Short task
Change "whole pixels" to "integer pixels" in the lines from the one containing "Please trace the outline of every instance of the fence" through the one containing "POLYGON ((99 79, 99", and give those lines again with nothing else altered.

━━ Entries ━━

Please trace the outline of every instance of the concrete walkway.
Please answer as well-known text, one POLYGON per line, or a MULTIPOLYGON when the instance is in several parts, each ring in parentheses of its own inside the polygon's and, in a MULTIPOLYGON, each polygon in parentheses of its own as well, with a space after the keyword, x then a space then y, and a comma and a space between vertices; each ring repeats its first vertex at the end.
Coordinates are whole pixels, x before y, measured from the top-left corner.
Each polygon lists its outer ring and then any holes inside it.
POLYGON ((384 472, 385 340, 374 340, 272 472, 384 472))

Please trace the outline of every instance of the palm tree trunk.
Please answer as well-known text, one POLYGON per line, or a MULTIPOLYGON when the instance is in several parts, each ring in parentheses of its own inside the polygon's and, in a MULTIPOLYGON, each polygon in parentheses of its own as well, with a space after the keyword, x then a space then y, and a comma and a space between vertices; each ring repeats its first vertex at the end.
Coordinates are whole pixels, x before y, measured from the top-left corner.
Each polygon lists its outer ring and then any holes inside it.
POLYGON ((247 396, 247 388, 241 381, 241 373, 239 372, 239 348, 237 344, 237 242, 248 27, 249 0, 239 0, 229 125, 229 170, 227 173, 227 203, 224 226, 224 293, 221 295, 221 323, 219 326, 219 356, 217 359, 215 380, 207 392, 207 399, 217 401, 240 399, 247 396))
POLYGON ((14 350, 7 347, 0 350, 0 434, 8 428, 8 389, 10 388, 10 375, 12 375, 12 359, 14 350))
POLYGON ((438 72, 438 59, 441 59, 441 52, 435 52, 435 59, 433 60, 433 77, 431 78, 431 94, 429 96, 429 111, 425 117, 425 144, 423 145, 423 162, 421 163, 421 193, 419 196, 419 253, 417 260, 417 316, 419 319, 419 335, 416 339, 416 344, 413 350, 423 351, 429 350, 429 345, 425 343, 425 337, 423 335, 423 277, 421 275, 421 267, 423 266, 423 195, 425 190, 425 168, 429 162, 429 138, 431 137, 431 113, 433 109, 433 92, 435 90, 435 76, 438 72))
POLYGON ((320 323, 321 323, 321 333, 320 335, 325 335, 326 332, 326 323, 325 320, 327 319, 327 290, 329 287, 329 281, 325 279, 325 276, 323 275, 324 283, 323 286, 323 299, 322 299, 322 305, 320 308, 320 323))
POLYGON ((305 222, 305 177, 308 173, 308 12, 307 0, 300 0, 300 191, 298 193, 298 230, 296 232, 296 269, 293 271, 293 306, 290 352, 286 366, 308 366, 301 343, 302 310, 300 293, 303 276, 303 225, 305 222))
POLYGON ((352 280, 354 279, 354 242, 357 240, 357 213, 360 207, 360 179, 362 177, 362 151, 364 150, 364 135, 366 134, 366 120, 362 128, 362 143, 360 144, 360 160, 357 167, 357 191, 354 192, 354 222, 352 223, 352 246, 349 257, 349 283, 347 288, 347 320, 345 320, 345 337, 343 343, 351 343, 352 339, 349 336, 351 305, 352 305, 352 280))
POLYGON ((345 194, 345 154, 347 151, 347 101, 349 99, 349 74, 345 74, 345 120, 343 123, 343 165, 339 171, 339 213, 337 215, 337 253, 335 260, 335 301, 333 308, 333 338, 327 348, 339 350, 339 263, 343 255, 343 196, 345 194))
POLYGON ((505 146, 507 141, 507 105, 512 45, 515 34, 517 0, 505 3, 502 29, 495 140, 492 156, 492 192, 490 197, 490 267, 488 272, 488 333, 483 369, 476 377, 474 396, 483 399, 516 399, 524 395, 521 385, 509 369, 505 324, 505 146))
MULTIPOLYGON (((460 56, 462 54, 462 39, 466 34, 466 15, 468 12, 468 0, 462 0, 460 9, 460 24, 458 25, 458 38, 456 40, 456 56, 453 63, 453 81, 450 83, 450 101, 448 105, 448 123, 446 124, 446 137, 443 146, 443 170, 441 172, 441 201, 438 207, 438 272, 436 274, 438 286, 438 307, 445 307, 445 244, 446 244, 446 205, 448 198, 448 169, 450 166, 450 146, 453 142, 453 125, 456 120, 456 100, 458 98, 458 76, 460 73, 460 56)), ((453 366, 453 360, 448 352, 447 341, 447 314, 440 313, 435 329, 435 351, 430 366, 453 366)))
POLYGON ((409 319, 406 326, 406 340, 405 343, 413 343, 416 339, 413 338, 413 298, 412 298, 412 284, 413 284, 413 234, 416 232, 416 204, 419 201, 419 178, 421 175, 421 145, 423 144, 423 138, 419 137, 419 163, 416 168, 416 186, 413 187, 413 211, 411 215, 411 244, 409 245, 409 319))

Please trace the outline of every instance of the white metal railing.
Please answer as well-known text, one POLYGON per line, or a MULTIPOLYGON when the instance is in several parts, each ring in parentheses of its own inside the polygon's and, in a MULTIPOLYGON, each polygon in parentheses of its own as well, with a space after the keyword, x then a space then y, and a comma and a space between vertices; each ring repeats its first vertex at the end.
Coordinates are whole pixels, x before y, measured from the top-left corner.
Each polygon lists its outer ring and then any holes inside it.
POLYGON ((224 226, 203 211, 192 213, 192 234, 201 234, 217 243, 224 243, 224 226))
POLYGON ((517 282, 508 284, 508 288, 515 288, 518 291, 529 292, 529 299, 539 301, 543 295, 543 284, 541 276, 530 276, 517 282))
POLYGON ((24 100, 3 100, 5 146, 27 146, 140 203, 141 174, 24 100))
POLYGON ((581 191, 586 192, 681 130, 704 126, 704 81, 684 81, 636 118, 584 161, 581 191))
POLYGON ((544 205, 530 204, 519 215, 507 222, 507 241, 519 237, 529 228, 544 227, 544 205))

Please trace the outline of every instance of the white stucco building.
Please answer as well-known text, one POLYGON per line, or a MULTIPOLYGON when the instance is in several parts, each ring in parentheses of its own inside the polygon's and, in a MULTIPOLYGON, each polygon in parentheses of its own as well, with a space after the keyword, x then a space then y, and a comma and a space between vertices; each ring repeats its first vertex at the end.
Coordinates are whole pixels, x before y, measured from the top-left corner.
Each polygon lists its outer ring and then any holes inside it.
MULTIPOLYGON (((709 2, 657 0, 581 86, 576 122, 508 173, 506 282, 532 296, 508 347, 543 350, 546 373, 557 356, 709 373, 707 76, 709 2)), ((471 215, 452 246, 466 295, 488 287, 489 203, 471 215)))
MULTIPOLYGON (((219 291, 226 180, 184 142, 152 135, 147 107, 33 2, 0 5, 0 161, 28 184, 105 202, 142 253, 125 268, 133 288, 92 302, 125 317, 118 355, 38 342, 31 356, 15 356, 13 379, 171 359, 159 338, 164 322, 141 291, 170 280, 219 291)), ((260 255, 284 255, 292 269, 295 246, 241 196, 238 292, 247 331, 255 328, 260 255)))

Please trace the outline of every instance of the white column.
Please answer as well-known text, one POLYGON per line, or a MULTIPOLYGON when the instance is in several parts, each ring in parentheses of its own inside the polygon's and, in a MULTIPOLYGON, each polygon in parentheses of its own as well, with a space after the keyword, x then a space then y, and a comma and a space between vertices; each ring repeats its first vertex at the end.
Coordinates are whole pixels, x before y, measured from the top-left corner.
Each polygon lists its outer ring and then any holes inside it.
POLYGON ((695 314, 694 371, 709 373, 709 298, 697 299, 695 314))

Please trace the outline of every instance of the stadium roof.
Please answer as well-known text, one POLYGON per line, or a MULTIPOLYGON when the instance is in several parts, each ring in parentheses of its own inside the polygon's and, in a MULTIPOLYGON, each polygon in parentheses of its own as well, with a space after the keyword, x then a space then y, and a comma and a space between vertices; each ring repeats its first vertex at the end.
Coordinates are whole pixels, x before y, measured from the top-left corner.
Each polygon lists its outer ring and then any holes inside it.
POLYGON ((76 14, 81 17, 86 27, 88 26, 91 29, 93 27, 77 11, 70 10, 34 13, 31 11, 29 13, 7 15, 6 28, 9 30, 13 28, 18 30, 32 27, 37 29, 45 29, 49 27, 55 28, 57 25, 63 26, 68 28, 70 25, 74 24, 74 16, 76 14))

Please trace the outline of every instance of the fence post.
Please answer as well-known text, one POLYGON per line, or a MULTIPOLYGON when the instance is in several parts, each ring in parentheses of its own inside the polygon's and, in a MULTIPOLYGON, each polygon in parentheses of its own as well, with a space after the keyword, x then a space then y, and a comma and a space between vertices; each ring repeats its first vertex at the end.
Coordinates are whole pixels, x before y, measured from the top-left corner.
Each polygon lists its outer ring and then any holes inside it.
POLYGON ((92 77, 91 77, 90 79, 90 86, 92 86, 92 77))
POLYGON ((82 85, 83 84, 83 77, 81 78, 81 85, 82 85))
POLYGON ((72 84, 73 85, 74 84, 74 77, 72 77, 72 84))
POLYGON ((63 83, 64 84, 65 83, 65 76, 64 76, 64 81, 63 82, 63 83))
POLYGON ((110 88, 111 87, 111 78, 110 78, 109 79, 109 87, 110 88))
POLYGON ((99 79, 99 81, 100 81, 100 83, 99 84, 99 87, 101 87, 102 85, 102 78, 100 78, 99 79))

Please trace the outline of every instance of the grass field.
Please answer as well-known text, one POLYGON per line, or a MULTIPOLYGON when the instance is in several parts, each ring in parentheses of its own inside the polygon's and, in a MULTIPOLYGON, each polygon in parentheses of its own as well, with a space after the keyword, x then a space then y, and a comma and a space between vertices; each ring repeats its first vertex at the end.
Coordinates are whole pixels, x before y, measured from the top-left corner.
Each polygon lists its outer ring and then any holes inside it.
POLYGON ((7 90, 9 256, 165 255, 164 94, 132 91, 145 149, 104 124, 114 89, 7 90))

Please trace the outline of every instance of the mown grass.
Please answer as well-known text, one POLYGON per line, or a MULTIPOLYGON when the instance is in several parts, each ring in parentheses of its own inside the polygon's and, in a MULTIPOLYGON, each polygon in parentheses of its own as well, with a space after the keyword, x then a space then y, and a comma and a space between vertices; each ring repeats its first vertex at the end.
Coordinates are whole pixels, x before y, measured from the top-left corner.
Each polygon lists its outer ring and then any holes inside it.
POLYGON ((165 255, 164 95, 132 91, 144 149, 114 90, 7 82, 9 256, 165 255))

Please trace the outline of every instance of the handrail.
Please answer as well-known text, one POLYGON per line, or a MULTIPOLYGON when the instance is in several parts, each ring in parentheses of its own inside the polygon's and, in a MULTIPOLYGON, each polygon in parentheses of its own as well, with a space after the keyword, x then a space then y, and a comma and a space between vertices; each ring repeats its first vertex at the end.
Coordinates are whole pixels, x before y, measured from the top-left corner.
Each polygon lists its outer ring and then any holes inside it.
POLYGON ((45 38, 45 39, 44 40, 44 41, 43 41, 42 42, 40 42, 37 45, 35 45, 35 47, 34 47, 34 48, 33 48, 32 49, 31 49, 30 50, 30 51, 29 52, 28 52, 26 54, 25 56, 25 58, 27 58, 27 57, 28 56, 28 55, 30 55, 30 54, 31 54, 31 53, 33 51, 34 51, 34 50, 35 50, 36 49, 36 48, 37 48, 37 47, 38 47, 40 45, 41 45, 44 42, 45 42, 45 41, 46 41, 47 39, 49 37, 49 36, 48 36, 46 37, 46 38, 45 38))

━━━

Exercise solution
Please trace the outline of every instance of the fence post.
Please answer as well-known text, one POLYGON per line, or a MULTIPOLYGON when the instance is in several parts, each ring in parentheses of its own inside the polygon's and, in a MULTIPOLYGON, each polygon in parentheses of its own as well, with a space after the keyword, x then a space then y, and a comma and a space between vertices; each ring repeats its first vertex at the end.
Coordinates are integer pixels, x before y, measured from the top-left corner.
Each polygon lists its outer ring and then any holes inside it.
POLYGON ((92 77, 91 77, 90 79, 90 86, 92 86, 92 77))
POLYGON ((82 85, 83 84, 83 77, 81 78, 81 85, 82 85))
POLYGON ((72 84, 73 85, 74 84, 74 77, 72 77, 72 84))
POLYGON ((63 83, 64 84, 65 83, 65 76, 64 76, 64 81, 63 82, 63 83))
POLYGON ((110 88, 111 87, 111 78, 110 78, 109 79, 109 87, 110 88))
POLYGON ((99 79, 99 81, 100 81, 100 83, 99 84, 99 87, 101 87, 102 85, 102 78, 100 78, 99 79))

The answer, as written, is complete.